BEGIN INPUT RECORDS

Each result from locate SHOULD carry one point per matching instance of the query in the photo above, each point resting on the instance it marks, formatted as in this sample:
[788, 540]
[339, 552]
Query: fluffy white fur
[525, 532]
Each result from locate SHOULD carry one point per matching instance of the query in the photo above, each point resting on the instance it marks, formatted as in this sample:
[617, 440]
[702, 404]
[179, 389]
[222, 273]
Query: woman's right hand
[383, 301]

END INPUT RECORDS

**THE EXERCISE:**
Copy out the full listing above word for word, every line included.

**EXERCISE RESULT:**
Each result from locate SHOULD carry one point per matching instance of the query in the photo above, each point resting on the instance it marks, formatted as in this sample:
[788, 540]
[339, 552]
Query: fluffy white fur
[525, 532]
Each result from locate SHOULD carry one point per matching instance of the query in the photo above, each point resting on the instance it marks, formatted as in this sample:
[617, 440]
[702, 404]
[179, 389]
[222, 273]
Query: woman's right hand
[383, 301]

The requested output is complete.